Pasaje mostrado
——

Dos días después comencé a estornudar a las cuatro de la tarde. A las seis ya era oficial. Había pescado una gripa. Sí, la pedota que me había puesto el fin de semana seguro me había bajado las defensas, pero con la carga viral encapsulada en el avión era imposible que saliera ileso. Me puché un antigripal, me preparé un té. Y me fui a dormir. A la mañana siguiente hice lo mismo.
Tres dosis. Té y agrifén. Para el viernes estaba como nuevo. Y con sed de la mala.
El sábado, como es costumbre, me fui a la cantina. Nada indicaba lo que estaba por ocurrir. Ni Culiacán.
Ni DFW. Ni el resfriado recién remontado. Pedí mi tercer cerveza y le pegué un trago. Ese fue un movimiento como los que hacía Jordan debajo del aro. Cuando bajé la chela me comencé a marear. Al principio pensé que era a causa de la ansiedad. A veces después de una juerga de periflais me pasa. Pero no señor, esto era en IMAX. Mis oídos estaban pitando como alarmas. Comencé a sudar como si estuviera en una sesión de crosfit. Y me entró la cama loca.
COMENCÉ A SUDAR COMO SI ESTUVIERA EN UNA SESIÓN DE CROSFIT. Y ME ENTRÓ LA CAMA LOCA
Sentí tal deseo de vomitar que me fui al baño. Entonces caminar se convirtió en toda una maniobra. ¿Han visto Inception? Sentí lo mismo que DiCaprio cuando ve a las calles levantarse. No pues me paniquié. Ya pinche Nolan, bájale a tu desmadre. Si ven aquí la referencia al cine no es por otra cosas más que por lo mismo que dice DFW cuando le preguntan sobre las referencias pop en su obra. “Simplemente se trata de la textura del mundo en que vivo”.
Me encerré en el escusado pensando que se me pasaría. No vomité. Pero al volver a la mesa comenzó de nuevo la diversión. Me fui al carro y me recosté a tomar aire. Me quedé dormido tres cuartos de hora.
Abrí los ojos y como el cabrón irresponsable que siempre he sido, conduje hasta mi departamento.
Me puché un difenidol y me desmayé hasta el día siguiente. Al despertar los síntomas habían bajado en un ochenta por ciento pero el mareo continuaba conmigo como la más tóxica de las relaciones.

——

Fragmentos de datos
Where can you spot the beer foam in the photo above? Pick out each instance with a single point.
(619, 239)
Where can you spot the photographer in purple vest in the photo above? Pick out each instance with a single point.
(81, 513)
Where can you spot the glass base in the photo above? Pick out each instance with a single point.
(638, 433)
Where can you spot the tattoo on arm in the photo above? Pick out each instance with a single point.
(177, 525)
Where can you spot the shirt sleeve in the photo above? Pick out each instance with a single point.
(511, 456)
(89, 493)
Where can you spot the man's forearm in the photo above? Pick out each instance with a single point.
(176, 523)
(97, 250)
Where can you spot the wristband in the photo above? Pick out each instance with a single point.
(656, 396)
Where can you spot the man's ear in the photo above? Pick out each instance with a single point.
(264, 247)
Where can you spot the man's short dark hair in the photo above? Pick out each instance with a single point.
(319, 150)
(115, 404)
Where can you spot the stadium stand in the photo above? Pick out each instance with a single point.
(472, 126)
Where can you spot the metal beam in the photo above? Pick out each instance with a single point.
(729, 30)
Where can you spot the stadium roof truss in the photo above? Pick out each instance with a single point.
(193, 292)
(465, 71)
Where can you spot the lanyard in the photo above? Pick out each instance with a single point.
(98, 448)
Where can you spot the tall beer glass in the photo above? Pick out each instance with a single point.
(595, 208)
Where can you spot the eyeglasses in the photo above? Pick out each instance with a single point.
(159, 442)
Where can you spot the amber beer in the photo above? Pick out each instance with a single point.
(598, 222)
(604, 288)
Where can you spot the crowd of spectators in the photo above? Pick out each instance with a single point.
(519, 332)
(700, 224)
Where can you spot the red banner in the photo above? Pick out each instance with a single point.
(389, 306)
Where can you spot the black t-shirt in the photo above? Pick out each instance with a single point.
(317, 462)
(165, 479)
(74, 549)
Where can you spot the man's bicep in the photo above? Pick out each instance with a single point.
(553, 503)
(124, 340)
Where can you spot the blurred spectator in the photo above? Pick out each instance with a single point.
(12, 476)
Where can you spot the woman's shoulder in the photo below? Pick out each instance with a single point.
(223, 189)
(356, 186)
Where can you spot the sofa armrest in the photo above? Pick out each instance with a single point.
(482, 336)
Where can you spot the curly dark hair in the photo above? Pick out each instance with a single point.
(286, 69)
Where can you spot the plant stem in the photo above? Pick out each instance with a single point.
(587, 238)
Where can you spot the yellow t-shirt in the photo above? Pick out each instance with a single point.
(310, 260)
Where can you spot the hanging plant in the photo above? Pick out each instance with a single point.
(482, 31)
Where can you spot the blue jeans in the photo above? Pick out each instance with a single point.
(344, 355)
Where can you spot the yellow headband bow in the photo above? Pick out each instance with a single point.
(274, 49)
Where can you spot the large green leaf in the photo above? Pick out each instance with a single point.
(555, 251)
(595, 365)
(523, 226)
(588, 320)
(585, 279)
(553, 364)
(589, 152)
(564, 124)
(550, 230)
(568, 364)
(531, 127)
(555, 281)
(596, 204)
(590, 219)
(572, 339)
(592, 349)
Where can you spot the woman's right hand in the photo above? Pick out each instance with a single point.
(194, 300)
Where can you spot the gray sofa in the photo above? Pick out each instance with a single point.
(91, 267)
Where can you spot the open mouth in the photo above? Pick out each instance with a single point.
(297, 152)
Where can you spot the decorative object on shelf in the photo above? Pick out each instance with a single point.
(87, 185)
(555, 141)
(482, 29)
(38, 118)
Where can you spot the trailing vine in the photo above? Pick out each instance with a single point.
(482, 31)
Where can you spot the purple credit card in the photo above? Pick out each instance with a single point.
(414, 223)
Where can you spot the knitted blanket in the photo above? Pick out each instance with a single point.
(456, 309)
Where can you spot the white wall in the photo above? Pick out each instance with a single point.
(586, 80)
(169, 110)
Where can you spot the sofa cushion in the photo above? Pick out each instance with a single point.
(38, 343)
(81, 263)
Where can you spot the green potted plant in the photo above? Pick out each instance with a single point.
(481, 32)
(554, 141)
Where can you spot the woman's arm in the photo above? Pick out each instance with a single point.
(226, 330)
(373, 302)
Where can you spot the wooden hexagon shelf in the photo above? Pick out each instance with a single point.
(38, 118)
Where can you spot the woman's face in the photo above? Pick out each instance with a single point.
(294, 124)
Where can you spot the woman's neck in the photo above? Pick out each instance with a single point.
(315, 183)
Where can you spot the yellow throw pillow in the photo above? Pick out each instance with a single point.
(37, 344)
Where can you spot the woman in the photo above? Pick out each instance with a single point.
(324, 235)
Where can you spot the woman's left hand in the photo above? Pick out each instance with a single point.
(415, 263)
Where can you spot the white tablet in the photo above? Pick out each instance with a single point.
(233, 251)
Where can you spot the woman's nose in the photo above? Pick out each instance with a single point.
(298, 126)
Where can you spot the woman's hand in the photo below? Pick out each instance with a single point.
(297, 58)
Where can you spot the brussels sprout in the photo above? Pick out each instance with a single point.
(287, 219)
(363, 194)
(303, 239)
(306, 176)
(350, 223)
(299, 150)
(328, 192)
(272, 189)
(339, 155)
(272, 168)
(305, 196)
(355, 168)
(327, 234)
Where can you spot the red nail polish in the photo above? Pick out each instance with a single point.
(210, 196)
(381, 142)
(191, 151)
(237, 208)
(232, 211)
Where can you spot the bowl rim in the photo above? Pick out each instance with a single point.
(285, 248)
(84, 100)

——

Consigna
Cita literalmente el pasaje sobre la gripa y el mareo desde "Dos días después" hasta "hice lo mismo.". Los ítems constituyen material independiente del pasaje.

Respuesta
Dos días después comencé a estornudar a las cuatro de la tarde. A las seis ya era oficial. Había pescado una gripa. Sí, la pedota que me había puesto el fin de semana seguro me había bajado las defensas, pero con la carga viral encapsulada en el avión era imposible que saliera ileso. Me puché un antigripal, me preparé un té. Y me fui a dormir. A la mañana siguiente hice lo mismo.